**Task prompt:** In the Burton Ions 2014 thread below, why does Kevin137 say he can't compare the boots to previous years' Ions?

# Burton ions 2014



## chester (Mar 19, 2014)

Does anyone wear the Burton ions 2014?
How do they compare to previous years ions?


----------



## Kevin137 (May 5, 2013)

I have them, can't compare to previous years, as i used to wear Van Auras...

I found them extremely stiff, hard to get used to, and with very little cushioning. But now i have worn them 20-25 times, i love them...

Going to buy another pair .5 of a size smaller as well...

I wear thick socks in winter, but as spring approaches, i wear thin socks and found i am getting heal lift as a result...


----------



## chester (Mar 19, 2014)

*borton ions 2014*

Yes I agree to all that you commented on. I have the same issues. I used to love the ions. I switched from the 2012 ions to the 2014 model.

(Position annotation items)
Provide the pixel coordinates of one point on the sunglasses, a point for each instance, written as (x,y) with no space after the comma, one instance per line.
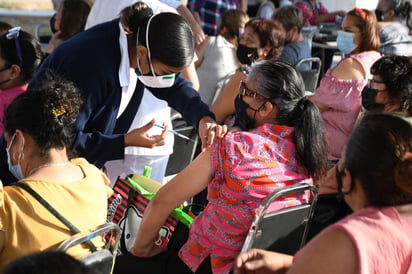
(244,91)
(14,34)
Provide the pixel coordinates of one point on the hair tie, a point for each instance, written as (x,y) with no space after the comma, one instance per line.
(63,108)
(302,103)
(407,156)
(361,13)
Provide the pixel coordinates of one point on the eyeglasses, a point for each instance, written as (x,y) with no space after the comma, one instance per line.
(14,34)
(5,68)
(244,91)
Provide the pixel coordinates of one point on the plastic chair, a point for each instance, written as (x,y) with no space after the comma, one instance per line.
(101,260)
(310,68)
(284,230)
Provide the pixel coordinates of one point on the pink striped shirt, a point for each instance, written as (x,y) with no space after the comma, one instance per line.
(343,97)
(247,166)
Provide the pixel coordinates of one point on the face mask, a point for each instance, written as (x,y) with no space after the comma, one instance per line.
(246,55)
(284,3)
(15,169)
(52,22)
(345,42)
(368,99)
(154,81)
(242,119)
(379,15)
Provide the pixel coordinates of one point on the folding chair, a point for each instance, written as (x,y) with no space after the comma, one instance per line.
(101,260)
(310,68)
(284,230)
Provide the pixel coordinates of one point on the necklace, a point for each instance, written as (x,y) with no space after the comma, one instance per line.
(47,165)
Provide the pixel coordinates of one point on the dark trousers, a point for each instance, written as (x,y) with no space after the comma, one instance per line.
(164,263)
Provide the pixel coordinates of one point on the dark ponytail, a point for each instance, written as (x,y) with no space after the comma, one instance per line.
(136,16)
(309,136)
(170,36)
(283,84)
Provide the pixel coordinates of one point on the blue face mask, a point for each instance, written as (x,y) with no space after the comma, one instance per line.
(345,42)
(284,3)
(15,169)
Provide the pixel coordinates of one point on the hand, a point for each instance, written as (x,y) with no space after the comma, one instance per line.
(198,33)
(139,137)
(258,261)
(209,130)
(147,252)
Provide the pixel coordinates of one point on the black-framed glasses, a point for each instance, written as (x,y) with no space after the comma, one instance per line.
(14,34)
(5,68)
(244,91)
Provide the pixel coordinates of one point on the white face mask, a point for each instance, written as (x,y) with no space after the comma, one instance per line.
(154,81)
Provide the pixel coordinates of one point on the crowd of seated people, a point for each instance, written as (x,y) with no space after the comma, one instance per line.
(38,134)
(266,98)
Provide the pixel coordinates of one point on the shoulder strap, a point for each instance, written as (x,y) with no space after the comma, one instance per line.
(44,203)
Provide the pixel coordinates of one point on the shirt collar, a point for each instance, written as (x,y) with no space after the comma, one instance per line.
(124,68)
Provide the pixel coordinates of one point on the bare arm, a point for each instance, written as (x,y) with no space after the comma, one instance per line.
(185,185)
(331,252)
(224,104)
(190,74)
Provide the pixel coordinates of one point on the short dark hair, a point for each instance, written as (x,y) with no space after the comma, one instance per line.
(396,73)
(289,16)
(74,17)
(170,36)
(283,84)
(34,112)
(379,154)
(32,54)
(368,26)
(270,33)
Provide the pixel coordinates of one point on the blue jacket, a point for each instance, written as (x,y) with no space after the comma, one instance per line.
(91,59)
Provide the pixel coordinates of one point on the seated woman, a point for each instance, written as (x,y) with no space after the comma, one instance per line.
(262,40)
(390,89)
(284,145)
(394,26)
(70,19)
(376,180)
(20,56)
(38,134)
(217,54)
(339,93)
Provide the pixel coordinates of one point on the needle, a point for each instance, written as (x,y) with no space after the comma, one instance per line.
(175,133)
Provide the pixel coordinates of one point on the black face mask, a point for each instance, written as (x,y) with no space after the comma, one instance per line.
(368,99)
(379,15)
(246,55)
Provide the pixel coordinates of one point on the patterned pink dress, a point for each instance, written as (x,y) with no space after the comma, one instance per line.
(247,166)
(343,97)
(6,97)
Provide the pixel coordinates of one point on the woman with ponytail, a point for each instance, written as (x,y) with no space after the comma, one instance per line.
(375,179)
(99,61)
(338,96)
(283,144)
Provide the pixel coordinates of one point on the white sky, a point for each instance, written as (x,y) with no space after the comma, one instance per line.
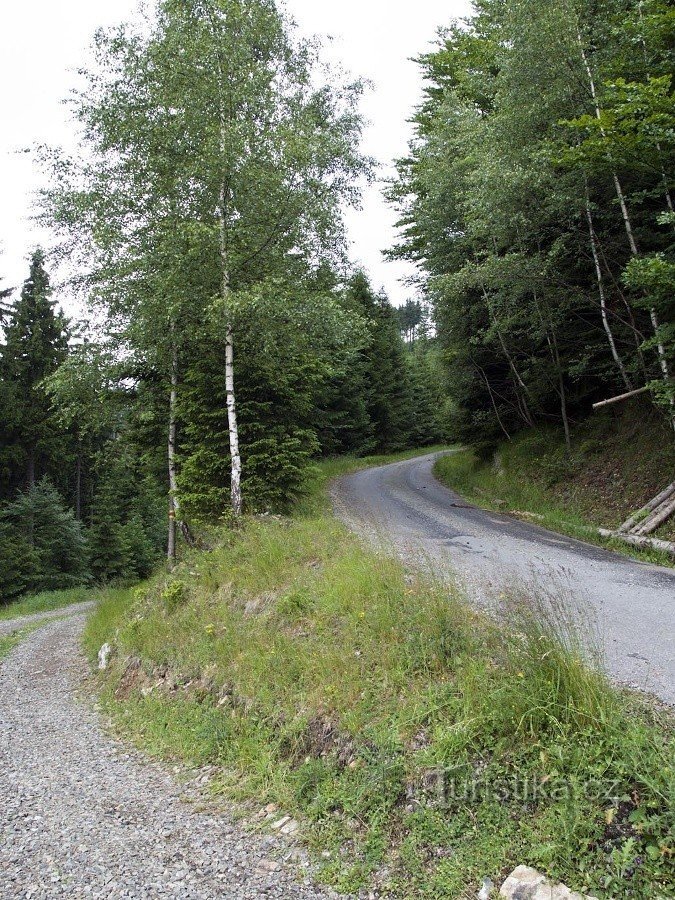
(45,41)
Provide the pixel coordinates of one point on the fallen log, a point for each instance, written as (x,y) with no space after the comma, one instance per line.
(638,518)
(660,515)
(642,542)
(622,397)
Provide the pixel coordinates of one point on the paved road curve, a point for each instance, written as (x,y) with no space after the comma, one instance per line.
(633,604)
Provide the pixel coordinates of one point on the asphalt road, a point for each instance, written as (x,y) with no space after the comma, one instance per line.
(628,607)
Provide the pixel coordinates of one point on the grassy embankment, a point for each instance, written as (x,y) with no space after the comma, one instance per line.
(616,465)
(421,746)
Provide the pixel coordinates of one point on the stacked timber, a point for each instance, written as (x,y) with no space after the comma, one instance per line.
(636,529)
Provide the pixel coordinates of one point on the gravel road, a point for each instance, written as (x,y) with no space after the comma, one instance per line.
(630,606)
(84,817)
(9,626)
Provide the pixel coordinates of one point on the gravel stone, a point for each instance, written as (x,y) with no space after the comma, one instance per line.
(82,816)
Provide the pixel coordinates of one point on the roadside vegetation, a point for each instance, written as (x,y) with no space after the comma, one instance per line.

**Solution below:** Kevin137 had never worn earlier Ions. Before these boots, he wore Van Auras.